PASSAGE FOR REVIEW.
20Assuming that I have the discretion to extend the limitation period pursuant to s.7 of the Licence Appeal Tribunal Act, I find that this is not a case in which I am prepared to exercise my discretion. While the applicant submitted that he was incapacitated due to mental condition, I agree with the respondent that the applicant’s entire argument on this issue rests on a statement from his former counsel stating that “we will need some time before we can take instructions as to your request”. Apart from evidence supporting that the applicant was under cancer treatment, there is no evidence that the cancer or the treatment has rendered the applicant incapacitated between October 2015 and August 2016. Further, there is no evidence that the cancer treatment masked the severity of the injuries from the accident. And if the applicant were in fact incapacitated during that time, there was no evidence that his substitute decision maker, if any, was not in a position to give instructions to his former counsel on how to proceed with his insurance claim.

INSTRUCTIONS TO FOLLOW.
Pick up the tribunal ruling on extending the limitation period and continue it from its last sentence. The records have nothing to do with this.

Point-per-instance location data:
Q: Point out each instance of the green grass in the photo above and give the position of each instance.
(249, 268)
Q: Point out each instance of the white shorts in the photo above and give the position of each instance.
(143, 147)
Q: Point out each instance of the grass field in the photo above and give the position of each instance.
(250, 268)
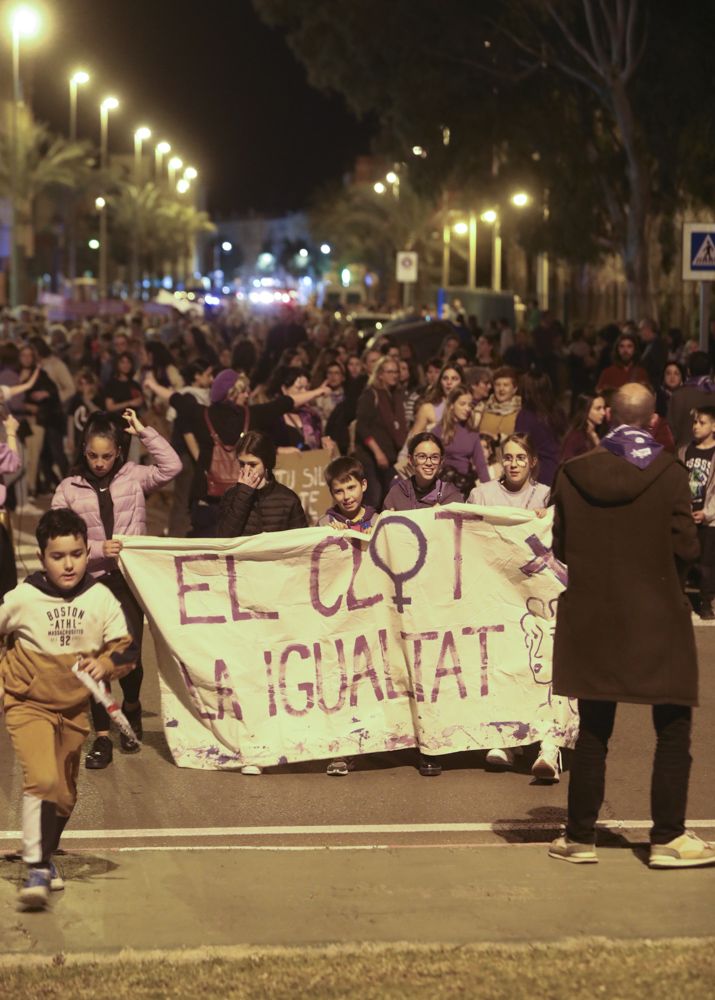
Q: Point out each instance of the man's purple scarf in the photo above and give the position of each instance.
(636, 445)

RESULT BELOW.
21In conclusion, given the lack of evidence supporting the applicant’s claim that he was incapacitated for eight months during the two-year limitation period, I find that there is no basis to extend the limitation period.
22I note the applicant made substantive arguments about his eligibility for NEB. I have not considered his arguments on that issue, as I find they are not relevant to the determination of this preliminary issue.
Costs
23The respondent has asked for costs, arguing that the applicant has no chance of success, given the clarity of the case law.
24The Tribunal’s Rules of Practice and Procedure allow a party to make a request for an award of costs where an application is determined to be unreasonable, frivolous, vexatious or in bad faith. Just because I have found in favour of the respondent, it does not mean I find his application to be unreasonable, frivolous, vexatious, or made in bad faith. I am not convinced the case law is as clear cut as the respondent suggests. As such, I do not find this is an appropriate case to make an award of costs against the applicant.
ORDER
25The Tribunal finds the applicant is statute barred from seeking a non-earner benefit.
Released: June 6, 2018
Avvy Go, Adjudicator
Footnotes
- Note that in the applicant noted the issue and referenced subsection 282(2) of the Insurance Act which is where the 2 year limitation period was previously referenced in addition to the Schedule.
- [1997] 2 SCR 549
- S.O. 2002, c.24, Sched. B.
- Supra, note 3.
- 16-000212 v. State Farm Mutual Automobile Insurance Co., 2016 CanLII 10380 (LAT)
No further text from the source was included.